The air is rich with the hum of insects and bird calls, dense with butterflies and dragonflies and the backdrop, a million shades of green. There are vintage Land Rovers to run you about the grounds (the tracks are a little bumpy for golf buggies), but the hotel is best accessed via the paved path that runs through the jungle; giant bamboo creates an almost cathedral-like canopy and an Indiana Jones-style suspension bridge provides a moment to pause and drink in those epic surroundings. Peering through the trees might provide a magical glimpse of elephants: the hotel doubles as an elephant sanctuary for ex-working or show-animals where the gentle giants can live out a peaceful existence with their mahouts.
The pool is in the heart of the hotel, a secluded oasis: a lot of care has gone into designing a truly tranquil spot which feels almost lagoon-like, the calm only broken by the occasional boat zipping up the river. Large boulders dot around the edge of the organically-shaped pool which is split into two sections, a deliciously cool section with views over the river and a bubbling Jacuzzi. This comes into its own in the cooler part of the year when temperatures can drop to 10C.
Rooms and suites
The fact there are so few tents helps to build a real sense of intimacy and seclusion. The staff here lean into this brilliantly – they know you by name and strike the perfect balance of friendliness and professionalism.
“Tent” is a truly inadequate word to describe these lodgings; remarkable, air-conditioned structures themed around a 19th century hunting lodge featuring huge beds from which you can look out across the jungle vista. Head out onto the viewing platform and slip into your own Jacuzzi to find some inner calm. Inside, a huge hand-hammered bath takes centre-stage; showers are in the great outdoors. You’ll need to get used to zipping and unzipping the canvas doors between the various sections of your domain, but it’s all part of slipping into the adventure. There’s a larger tent for groups of up to six which has its own pool jutting out into the jungle.
Eating and drinking
For sundowners, head up to the Burma Bar with its glorious views and sip on some tropical cocktails. Afterwards, one of the vintage Land Rovers will be on hand to trundle you down to dinner at Nong Yao, the hotel’s core restaurant which is a spacious, open-air affair with a traditional thatched roof.

• Listing:
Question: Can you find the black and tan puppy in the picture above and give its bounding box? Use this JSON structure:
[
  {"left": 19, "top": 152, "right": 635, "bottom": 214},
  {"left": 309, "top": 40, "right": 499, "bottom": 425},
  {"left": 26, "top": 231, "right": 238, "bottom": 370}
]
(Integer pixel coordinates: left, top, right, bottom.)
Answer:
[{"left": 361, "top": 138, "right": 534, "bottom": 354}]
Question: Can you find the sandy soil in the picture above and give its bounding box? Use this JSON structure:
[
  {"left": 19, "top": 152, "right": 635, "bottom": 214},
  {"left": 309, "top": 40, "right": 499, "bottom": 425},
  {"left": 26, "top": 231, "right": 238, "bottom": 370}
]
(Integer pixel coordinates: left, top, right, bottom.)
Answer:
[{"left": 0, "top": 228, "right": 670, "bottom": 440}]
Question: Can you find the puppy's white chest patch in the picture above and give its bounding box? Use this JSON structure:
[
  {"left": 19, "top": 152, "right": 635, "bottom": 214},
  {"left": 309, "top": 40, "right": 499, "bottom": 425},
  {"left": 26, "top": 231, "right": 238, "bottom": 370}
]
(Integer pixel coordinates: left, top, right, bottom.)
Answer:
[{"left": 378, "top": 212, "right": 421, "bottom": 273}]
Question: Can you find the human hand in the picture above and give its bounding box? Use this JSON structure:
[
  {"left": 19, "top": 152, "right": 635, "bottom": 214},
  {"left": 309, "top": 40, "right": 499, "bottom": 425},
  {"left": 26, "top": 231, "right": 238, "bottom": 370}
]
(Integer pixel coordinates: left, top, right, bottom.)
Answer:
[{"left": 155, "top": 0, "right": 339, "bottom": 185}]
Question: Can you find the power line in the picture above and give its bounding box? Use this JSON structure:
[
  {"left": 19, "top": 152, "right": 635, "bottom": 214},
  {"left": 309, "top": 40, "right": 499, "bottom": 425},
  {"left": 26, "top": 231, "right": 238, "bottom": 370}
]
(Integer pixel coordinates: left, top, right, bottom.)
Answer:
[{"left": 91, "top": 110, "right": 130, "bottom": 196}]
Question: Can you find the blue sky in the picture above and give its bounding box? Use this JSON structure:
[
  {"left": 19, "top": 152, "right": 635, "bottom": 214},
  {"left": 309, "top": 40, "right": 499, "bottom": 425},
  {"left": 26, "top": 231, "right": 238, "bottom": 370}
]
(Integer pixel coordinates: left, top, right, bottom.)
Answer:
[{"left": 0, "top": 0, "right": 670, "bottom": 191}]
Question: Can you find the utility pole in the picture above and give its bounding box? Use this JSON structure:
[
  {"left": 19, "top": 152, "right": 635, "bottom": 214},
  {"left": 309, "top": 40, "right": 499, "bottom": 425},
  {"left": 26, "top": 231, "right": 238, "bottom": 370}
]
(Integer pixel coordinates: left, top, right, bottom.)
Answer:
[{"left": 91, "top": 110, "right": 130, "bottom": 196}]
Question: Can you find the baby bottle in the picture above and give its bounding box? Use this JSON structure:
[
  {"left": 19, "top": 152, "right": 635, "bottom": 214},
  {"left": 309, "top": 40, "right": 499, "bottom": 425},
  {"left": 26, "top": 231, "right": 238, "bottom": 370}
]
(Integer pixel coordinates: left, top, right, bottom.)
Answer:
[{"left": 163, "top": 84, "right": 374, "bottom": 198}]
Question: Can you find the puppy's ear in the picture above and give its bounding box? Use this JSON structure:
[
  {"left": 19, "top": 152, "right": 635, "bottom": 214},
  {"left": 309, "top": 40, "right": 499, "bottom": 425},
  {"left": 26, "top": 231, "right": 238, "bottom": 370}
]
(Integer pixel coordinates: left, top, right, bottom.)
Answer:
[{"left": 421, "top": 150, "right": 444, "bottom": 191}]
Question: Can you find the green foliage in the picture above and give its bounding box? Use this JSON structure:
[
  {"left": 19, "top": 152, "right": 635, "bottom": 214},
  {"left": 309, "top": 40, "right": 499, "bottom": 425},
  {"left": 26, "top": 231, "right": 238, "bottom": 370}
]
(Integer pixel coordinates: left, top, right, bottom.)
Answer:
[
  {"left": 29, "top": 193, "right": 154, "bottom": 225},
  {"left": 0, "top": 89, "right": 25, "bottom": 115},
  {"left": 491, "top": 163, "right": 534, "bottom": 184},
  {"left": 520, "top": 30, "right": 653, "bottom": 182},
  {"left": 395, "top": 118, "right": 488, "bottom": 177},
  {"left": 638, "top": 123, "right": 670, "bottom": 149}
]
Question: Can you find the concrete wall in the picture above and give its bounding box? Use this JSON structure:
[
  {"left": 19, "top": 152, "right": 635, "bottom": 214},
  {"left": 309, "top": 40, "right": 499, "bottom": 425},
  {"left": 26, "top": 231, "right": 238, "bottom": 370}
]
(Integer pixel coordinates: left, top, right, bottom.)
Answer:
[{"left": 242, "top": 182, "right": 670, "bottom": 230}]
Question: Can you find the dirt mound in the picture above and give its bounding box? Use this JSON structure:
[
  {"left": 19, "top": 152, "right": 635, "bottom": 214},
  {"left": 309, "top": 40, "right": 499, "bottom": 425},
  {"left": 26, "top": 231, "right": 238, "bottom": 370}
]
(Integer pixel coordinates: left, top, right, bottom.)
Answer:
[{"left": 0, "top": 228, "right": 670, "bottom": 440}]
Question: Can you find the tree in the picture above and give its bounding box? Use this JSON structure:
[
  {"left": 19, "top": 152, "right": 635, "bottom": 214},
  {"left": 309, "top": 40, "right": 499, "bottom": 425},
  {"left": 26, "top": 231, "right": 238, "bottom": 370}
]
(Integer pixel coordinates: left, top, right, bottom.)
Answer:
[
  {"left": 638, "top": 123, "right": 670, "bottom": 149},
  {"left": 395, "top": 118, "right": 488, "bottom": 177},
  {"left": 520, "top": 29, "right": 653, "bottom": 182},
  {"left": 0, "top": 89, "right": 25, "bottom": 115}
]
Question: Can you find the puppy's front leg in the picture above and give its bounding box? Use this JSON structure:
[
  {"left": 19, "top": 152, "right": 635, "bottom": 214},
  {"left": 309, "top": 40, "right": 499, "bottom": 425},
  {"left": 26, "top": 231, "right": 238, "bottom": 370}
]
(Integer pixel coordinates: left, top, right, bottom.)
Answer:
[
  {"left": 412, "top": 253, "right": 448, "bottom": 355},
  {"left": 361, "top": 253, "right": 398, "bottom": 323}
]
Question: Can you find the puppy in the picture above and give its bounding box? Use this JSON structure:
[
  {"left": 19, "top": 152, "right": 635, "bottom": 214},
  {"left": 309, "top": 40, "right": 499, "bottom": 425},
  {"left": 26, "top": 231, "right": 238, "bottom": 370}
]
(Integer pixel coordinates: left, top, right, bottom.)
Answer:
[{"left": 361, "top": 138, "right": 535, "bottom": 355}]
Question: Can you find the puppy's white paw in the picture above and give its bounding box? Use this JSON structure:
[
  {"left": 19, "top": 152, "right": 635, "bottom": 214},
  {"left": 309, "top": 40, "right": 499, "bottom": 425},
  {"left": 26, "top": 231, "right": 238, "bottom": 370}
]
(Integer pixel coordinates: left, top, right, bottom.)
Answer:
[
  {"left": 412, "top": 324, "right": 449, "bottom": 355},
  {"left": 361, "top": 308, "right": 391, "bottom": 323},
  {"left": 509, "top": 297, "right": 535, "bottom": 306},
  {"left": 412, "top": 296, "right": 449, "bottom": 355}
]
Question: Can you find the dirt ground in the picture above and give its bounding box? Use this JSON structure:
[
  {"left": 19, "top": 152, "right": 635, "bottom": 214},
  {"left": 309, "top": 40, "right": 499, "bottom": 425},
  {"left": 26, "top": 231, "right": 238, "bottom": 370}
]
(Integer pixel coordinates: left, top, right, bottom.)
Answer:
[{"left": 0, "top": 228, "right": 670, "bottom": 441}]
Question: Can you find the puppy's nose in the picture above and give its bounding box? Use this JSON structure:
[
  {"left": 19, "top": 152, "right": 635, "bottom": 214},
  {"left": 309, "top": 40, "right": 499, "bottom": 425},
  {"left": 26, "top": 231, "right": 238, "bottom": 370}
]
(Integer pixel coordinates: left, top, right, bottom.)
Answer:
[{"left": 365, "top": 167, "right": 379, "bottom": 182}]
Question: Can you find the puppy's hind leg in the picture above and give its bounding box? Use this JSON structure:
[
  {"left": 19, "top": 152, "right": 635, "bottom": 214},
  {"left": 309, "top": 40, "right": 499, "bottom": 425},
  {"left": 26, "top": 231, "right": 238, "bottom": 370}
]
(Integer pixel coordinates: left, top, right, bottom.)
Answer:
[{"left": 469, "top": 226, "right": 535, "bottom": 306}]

• Aim 1: Translate the following sentence from the hotel review into French: "The fact there are so few tents helps to build a real sense of intimacy and seclusion."
• Aim 2: Pick out every line of the listing that contains the string "puppy", treating uppercase and lowercase letters as distinct.

• Final result 1: Le fait qu'il y ait si peu de tentes contribue à créer un véritable sentiment d'intimité et d'isolement.

• Final result 2:
Question: Can you find the black and tan puppy in the picture above and give its bounding box? Use this JSON structure:
Question: Can you find the puppy's white chest patch in the picture above and give its bounding box? Use this JSON structure:
Question: Can you find the puppy's ear in the picture above and give its bounding box? Use this JSON structure:
Question: Can you find the puppy's front leg in the picture above and give its bounding box? Use this JSON structure:
Question: Can you find the puppy in the picture above and give its bounding box? Use this JSON structure:
Question: Can you find the puppy's white paw in the picture above and give its bounding box? Use this JSON structure:
Question: Can you find the puppy's nose in the picture above and give its bounding box? Use this JSON structure:
Question: Can you find the puppy's hind leg in the picture above and give its bounding box? Use this JSON structure:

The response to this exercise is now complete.